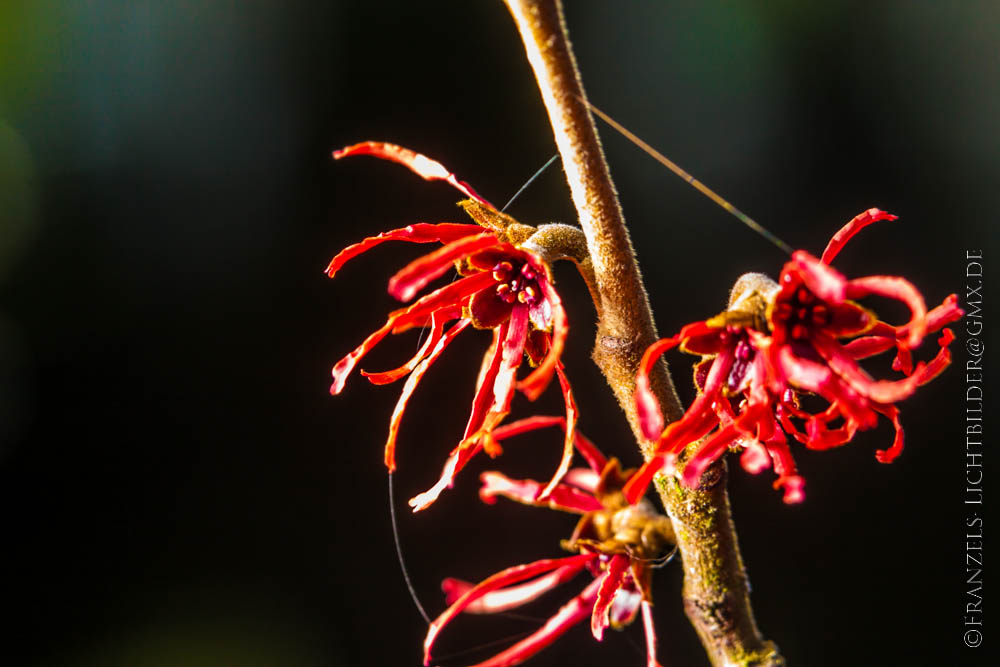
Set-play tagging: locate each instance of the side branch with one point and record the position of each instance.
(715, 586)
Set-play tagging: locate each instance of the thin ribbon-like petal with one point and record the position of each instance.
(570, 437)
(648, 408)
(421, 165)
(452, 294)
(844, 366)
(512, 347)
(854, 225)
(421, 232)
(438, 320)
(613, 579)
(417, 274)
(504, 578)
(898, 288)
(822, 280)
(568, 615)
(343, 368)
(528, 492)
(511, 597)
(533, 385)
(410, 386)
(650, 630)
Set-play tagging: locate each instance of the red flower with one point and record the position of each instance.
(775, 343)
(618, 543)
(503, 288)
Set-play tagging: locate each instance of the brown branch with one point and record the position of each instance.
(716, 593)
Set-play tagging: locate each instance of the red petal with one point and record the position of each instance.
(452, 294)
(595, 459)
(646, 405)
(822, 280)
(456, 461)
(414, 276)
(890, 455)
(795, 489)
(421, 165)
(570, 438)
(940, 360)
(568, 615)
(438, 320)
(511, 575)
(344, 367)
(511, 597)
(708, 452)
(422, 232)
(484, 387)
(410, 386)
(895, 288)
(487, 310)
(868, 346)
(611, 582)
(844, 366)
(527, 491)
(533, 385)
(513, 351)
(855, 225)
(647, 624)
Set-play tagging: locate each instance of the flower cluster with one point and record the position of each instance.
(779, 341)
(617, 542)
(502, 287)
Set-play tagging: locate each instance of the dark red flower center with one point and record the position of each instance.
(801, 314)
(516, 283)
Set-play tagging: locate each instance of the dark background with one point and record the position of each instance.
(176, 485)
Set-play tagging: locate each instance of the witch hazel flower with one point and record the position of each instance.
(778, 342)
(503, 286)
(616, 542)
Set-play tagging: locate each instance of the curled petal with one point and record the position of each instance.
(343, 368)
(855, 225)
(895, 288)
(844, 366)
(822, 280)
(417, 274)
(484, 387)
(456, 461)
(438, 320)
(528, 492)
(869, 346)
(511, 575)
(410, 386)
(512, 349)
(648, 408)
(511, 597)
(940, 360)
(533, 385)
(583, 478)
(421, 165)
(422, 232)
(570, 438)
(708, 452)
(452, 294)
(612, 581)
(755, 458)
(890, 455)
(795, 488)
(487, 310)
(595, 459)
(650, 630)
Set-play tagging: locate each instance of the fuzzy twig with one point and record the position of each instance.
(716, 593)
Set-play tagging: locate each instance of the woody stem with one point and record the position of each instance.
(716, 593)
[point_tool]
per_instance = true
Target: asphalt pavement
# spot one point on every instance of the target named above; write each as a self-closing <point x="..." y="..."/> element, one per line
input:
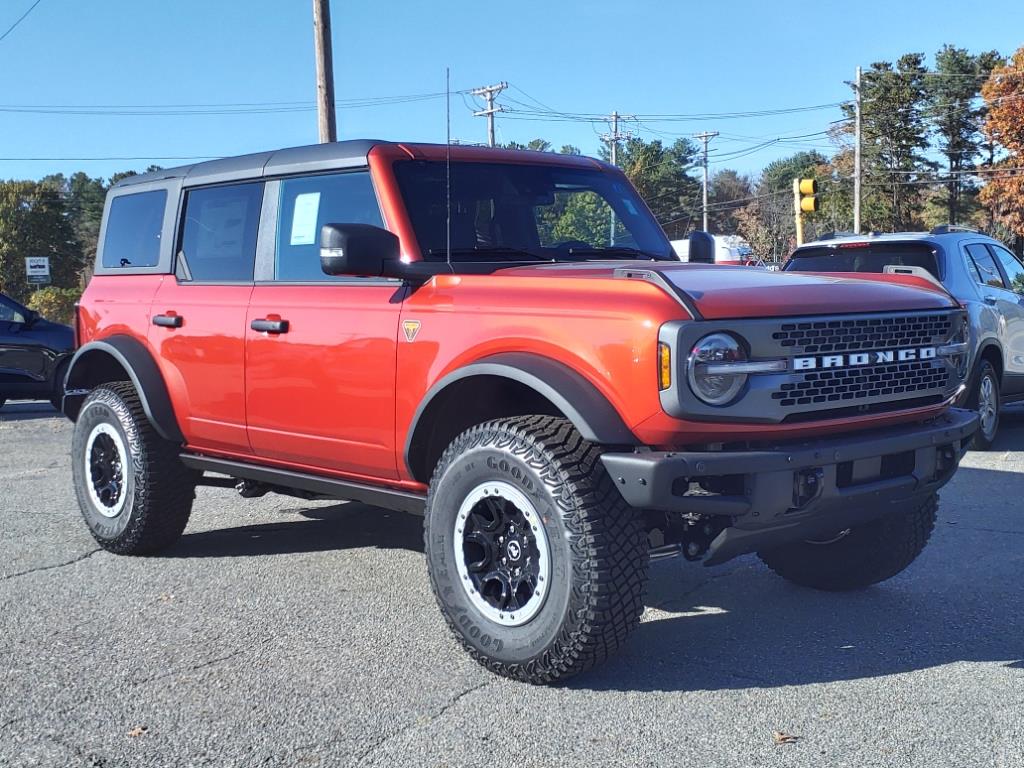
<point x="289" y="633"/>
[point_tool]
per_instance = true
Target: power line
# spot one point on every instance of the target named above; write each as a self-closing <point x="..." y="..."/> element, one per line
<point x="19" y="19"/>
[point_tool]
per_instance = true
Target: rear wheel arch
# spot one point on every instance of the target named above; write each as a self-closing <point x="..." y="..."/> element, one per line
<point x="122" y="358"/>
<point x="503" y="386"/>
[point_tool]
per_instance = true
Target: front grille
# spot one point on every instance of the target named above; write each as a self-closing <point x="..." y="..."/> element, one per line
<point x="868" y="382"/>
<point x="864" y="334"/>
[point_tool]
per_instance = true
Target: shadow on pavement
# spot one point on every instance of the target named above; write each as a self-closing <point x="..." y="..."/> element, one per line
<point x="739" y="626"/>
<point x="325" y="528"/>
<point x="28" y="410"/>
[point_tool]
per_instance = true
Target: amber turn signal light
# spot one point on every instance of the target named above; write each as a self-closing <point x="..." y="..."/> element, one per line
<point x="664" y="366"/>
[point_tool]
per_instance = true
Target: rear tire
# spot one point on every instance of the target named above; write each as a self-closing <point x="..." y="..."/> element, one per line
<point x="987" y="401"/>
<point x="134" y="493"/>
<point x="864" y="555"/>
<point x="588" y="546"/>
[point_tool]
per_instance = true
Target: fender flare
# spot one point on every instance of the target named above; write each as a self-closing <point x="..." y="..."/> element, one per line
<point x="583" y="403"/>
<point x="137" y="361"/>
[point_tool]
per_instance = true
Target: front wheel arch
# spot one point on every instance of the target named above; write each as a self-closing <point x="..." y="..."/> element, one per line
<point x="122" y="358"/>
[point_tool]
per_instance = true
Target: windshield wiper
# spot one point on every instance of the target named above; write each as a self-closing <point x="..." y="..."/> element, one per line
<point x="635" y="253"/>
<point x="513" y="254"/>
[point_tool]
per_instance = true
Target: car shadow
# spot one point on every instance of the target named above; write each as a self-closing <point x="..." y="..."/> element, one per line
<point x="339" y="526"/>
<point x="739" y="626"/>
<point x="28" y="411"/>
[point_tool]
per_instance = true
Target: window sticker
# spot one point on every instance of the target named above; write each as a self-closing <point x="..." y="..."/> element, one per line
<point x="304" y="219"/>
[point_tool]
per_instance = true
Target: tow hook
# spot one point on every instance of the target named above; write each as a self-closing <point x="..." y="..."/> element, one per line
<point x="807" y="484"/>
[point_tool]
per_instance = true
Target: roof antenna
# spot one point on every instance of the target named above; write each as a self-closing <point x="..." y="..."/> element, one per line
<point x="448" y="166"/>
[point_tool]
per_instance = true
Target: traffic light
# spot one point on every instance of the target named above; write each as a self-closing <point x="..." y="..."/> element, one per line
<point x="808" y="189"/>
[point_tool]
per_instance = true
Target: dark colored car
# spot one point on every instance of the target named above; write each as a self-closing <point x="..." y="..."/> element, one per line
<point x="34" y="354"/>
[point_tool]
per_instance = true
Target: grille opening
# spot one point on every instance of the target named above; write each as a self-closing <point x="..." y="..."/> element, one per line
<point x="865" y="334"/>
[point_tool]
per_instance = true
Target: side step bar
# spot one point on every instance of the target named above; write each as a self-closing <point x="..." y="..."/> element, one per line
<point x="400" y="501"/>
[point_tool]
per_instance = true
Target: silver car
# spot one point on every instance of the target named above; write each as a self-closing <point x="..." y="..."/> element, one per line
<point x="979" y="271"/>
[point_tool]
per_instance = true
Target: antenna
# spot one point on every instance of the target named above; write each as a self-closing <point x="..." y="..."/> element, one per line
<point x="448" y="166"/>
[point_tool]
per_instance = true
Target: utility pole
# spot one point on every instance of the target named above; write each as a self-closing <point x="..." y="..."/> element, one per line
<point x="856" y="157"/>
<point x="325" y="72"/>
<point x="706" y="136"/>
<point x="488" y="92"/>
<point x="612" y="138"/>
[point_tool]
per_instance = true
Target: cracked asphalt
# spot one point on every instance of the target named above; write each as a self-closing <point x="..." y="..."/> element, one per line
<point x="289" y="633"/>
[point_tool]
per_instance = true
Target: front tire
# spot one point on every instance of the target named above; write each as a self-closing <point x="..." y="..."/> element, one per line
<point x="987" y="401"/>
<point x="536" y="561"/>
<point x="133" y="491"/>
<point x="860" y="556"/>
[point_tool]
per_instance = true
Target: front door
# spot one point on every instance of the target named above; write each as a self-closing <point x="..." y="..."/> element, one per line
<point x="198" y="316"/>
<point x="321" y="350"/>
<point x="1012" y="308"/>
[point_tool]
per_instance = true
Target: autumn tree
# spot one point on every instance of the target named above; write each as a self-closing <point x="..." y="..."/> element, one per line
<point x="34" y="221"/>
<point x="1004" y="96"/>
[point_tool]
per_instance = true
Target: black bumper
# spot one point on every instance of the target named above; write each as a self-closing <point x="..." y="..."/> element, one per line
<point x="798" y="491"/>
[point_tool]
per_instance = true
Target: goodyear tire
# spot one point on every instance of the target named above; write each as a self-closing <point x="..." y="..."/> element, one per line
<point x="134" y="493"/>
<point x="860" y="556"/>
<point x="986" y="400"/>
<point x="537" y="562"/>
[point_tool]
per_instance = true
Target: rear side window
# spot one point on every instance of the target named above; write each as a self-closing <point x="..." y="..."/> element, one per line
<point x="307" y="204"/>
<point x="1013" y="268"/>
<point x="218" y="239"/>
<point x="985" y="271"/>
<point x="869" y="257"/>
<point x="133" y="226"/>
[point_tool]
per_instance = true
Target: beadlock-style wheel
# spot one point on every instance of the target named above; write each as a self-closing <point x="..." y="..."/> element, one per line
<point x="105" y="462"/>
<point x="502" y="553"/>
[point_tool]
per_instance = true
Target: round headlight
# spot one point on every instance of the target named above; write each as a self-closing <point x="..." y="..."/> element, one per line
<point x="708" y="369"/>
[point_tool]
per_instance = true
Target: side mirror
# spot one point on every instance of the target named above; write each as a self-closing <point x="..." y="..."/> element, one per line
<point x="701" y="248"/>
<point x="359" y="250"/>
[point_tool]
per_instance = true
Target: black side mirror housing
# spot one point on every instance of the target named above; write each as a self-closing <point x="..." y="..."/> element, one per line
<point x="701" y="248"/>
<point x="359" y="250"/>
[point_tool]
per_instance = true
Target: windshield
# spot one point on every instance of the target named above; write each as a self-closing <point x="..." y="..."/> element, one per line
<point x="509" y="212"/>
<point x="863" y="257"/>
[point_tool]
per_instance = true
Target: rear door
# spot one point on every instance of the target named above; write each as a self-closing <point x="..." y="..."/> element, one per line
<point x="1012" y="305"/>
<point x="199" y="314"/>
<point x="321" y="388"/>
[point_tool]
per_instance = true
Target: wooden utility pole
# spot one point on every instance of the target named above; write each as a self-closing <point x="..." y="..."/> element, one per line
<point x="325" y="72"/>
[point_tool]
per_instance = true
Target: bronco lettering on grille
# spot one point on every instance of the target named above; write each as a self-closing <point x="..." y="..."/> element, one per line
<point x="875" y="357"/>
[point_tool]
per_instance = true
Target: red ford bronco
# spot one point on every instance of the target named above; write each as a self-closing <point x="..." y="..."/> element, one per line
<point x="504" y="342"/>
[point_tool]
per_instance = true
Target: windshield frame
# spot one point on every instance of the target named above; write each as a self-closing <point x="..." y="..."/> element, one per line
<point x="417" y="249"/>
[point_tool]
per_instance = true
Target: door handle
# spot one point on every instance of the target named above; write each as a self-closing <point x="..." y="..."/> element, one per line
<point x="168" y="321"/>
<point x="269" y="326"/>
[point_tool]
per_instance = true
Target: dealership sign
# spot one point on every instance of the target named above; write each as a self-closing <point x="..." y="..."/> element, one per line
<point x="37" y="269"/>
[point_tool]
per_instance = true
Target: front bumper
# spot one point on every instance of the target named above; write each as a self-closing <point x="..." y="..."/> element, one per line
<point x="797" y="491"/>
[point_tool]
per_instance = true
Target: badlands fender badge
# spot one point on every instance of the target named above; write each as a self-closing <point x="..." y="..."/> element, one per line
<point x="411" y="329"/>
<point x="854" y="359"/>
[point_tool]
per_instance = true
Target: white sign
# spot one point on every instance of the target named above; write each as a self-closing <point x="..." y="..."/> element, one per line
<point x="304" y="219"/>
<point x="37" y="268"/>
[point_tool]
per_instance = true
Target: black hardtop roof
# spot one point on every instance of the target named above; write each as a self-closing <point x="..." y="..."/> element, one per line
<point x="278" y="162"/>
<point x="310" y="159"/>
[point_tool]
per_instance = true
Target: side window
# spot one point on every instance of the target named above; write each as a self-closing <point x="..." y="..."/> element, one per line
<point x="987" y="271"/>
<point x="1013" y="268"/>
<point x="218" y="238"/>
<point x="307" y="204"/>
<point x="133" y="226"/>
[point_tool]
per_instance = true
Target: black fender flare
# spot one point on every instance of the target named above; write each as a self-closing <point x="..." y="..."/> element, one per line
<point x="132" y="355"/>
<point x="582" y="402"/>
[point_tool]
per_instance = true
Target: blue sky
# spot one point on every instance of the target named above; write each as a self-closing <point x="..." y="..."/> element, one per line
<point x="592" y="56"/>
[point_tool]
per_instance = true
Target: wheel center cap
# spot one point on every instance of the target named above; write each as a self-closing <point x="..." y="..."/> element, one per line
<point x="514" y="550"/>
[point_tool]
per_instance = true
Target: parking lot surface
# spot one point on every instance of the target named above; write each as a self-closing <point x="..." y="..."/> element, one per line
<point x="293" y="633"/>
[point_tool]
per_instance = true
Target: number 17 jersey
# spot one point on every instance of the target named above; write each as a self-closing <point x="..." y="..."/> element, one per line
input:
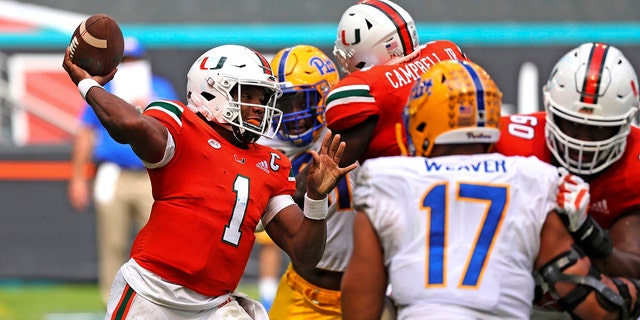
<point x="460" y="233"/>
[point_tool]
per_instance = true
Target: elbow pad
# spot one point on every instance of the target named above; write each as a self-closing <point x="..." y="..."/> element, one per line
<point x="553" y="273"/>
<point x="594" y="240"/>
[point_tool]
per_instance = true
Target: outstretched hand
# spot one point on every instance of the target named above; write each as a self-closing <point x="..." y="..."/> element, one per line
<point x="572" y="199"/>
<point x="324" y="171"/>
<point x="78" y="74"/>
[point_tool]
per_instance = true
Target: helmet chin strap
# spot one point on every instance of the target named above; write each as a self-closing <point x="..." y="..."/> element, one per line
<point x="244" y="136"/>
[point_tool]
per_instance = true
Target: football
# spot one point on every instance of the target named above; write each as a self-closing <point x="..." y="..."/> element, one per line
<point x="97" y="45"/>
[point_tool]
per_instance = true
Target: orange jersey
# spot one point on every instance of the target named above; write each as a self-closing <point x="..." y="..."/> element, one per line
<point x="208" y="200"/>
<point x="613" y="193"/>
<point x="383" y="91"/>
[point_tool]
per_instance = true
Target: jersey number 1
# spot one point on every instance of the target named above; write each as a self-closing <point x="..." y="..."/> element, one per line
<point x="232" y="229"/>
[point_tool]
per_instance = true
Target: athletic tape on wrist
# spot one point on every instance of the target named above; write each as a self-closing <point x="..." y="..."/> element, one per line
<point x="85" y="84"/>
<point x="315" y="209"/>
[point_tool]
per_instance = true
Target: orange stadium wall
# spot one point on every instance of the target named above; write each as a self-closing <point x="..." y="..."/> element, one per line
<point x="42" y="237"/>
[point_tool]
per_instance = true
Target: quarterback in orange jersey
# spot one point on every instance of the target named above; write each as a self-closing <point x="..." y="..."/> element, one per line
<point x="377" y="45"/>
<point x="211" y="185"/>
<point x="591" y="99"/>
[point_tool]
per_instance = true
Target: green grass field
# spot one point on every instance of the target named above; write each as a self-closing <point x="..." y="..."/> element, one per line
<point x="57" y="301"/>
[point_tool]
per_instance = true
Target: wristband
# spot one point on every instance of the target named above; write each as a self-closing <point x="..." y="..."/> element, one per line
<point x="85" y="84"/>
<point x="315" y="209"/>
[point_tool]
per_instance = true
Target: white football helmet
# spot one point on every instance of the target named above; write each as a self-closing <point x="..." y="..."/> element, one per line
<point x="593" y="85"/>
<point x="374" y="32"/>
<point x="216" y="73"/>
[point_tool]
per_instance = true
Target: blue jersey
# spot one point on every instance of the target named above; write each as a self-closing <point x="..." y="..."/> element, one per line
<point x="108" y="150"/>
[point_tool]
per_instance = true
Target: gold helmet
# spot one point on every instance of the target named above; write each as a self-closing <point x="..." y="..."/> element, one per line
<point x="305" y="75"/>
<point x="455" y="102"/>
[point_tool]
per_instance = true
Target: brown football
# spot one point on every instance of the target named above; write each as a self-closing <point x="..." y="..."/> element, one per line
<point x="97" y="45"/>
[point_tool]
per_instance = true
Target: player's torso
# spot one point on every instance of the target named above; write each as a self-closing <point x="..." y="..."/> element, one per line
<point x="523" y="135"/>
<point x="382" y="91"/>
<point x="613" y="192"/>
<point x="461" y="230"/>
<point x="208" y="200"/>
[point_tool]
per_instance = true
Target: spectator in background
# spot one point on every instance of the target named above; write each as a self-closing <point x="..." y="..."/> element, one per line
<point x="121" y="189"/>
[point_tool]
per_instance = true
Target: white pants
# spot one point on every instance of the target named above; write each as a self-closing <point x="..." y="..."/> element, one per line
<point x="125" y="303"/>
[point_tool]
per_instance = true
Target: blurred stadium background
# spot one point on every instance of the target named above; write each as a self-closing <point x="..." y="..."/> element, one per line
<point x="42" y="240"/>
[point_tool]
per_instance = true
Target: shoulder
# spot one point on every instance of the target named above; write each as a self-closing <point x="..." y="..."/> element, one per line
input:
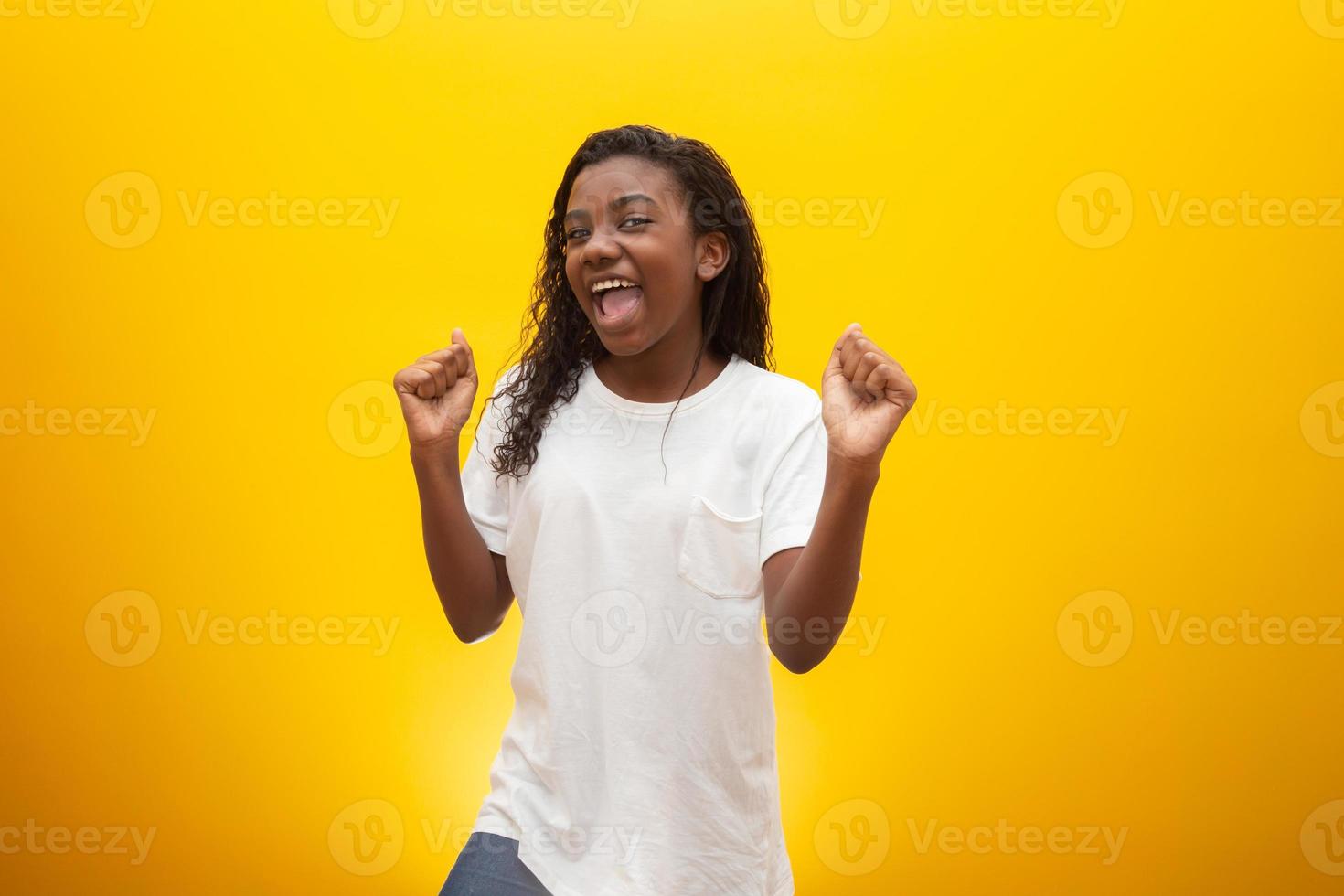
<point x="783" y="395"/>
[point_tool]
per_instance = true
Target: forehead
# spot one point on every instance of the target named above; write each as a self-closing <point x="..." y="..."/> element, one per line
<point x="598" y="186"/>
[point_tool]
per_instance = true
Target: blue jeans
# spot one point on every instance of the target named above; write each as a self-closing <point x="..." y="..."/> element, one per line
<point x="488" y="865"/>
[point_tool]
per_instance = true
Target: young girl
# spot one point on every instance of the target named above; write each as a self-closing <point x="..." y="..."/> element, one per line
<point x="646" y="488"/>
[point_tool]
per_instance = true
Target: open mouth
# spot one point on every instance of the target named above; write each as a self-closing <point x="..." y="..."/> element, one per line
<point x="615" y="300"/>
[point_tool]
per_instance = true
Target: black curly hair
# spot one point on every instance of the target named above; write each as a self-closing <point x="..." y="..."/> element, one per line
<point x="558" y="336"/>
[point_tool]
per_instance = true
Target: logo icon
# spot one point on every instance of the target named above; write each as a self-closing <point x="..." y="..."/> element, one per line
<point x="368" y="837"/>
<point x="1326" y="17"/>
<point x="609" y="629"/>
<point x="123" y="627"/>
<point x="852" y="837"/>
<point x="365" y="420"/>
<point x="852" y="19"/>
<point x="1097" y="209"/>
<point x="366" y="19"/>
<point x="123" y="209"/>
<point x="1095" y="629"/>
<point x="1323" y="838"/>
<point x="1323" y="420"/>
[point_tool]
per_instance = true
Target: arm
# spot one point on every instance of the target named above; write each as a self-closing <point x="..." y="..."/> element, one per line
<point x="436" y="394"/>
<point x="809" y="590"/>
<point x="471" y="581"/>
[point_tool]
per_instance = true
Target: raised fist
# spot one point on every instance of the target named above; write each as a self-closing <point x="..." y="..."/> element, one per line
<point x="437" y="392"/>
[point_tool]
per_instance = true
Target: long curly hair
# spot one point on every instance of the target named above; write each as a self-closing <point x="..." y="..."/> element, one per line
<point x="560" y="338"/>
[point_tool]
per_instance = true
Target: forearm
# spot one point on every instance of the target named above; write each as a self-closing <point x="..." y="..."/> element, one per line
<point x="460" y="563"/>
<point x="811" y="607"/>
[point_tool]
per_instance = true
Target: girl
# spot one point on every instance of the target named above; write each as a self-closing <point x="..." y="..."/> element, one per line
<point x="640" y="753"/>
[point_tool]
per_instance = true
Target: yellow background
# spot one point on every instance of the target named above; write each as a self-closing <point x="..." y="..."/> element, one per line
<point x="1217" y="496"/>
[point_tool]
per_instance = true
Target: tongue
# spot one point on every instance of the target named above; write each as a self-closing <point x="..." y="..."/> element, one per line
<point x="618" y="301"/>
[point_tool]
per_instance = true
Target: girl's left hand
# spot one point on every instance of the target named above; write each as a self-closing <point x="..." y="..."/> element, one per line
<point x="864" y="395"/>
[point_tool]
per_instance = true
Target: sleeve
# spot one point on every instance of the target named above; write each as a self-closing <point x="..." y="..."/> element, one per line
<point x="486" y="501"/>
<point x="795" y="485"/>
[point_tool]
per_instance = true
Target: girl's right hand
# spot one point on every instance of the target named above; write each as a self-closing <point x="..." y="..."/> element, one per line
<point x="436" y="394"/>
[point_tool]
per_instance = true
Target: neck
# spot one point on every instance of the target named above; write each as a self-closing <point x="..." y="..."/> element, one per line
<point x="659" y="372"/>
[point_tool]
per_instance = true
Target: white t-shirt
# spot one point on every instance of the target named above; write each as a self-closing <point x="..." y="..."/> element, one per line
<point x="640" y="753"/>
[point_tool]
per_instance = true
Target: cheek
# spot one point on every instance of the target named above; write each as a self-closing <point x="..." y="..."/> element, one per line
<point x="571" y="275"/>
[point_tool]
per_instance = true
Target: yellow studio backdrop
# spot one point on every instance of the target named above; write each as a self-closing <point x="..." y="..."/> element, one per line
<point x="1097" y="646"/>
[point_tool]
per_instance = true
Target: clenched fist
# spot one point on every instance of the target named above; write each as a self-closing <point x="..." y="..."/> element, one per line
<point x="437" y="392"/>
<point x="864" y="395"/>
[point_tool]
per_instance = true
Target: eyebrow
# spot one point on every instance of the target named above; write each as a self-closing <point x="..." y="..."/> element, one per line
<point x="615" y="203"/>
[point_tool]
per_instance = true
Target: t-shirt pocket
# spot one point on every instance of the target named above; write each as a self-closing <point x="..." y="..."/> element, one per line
§
**OBJECTIVE:**
Pull out every line of the listing above that contains the word "pavement", and copy each one as it appears.

**SOLUTION:**
Target: asphalt pavement
Target: shadow on pavement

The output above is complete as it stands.